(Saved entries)
## start

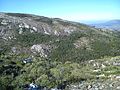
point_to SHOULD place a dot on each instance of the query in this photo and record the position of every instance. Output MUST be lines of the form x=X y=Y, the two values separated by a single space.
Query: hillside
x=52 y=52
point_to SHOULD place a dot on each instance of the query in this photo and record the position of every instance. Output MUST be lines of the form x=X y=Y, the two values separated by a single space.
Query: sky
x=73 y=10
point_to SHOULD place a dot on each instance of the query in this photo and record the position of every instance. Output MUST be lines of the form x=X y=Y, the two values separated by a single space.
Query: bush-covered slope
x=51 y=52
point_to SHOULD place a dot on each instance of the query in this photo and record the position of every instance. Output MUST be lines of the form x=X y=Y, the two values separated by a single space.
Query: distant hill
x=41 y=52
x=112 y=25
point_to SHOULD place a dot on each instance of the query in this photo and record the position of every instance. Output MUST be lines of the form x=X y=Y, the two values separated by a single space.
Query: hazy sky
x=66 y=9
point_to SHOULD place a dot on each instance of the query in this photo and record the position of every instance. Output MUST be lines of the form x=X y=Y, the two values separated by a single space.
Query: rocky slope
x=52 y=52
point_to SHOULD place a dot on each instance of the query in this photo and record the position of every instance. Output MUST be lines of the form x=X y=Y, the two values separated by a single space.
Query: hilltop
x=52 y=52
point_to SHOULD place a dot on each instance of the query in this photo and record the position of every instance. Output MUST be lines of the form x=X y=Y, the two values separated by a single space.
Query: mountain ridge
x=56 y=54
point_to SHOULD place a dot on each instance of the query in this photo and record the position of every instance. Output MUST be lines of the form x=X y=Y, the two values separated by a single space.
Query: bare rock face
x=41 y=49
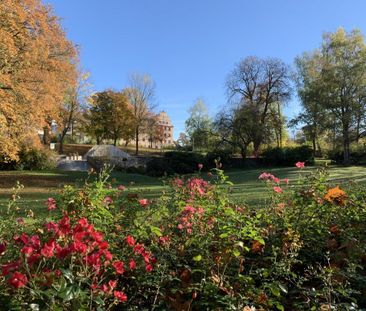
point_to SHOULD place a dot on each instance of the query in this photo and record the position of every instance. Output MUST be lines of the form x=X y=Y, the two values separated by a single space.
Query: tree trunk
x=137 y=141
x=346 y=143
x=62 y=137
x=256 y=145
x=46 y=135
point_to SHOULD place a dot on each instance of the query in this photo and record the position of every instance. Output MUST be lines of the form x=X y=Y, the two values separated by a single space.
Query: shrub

## end

Copy every record above exactly, leaving out the pictures.

point_to SHOULD place a dot on each instance of the query in this photo and record the position of every instance. Output MUST be lines of the form x=X y=Y, the two values separated by a single space.
Query: hillside
x=52 y=52
point_to SHOULD place a dot on each instance of the query in this photo and record the position of every instance. Output MUST be lines of the form x=X y=Y, the two values separated by a single space.
Query: sky
x=73 y=10
point_to SHOULD place a dot on each instance of the query in this photo and record the position of every instance. Output MUST be lines of the form x=X y=Y, the two values separated by a single space.
Query: bush-covered slope
x=51 y=52
point_to SHOULD place a dot on each instance of the query in this photo and record the position of every instance. Output MUST be lines of the form x=X y=Y, the two values separated by a single space.
Query: distant hill
x=41 y=52
x=112 y=25
point_to SHOULD place a dot on each instance of the query in this photo and record the position of every instance. Output MUST be lines of the form x=X y=Y, the two values separated by a single space.
Query: hazy sky
x=66 y=9
point_to SHOULD place a dot on each instance of the query in this photo and record the position of every instance. Output MUST be lines of the form x=X y=Y, the two values separated by a single space.
Query: rocky slope
x=52 y=52
point_to SHOULD place a dot on each instance of the query in this photo and record the position of every instance. Output MUST be lines of the form x=X y=Y, the two values separated by a single space.
Query: hilltop
x=52 y=52
point_to SHOULD place a dot on each instance of the query in this photo and record the position of every instance. Output MUST be lines of the form x=X y=Y, the two values separated by a single space.
Query: mountain ridge
x=56 y=54
point_to SHOULD place a dot on each instance of the query in this photo and record the position of every instance. Output MUST be lines of the form x=X y=Y, the two values separated by a single space.
Query: bare rock face
x=41 y=49
point_to SHOULD place a dot on each instance of the query in this photo and record the position of every instance. Output MUST be lines of the form x=X y=Y, the two values separated by a single space.
Query: tree trunk
x=137 y=141
x=346 y=143
x=62 y=137
x=256 y=145
x=46 y=135
point_to SHOULD place a dot on each instance of the query in this photo and record the position of every instance. Output MUST be lines of the form x=X y=Y, the two values separated by a single space.
Query: shrub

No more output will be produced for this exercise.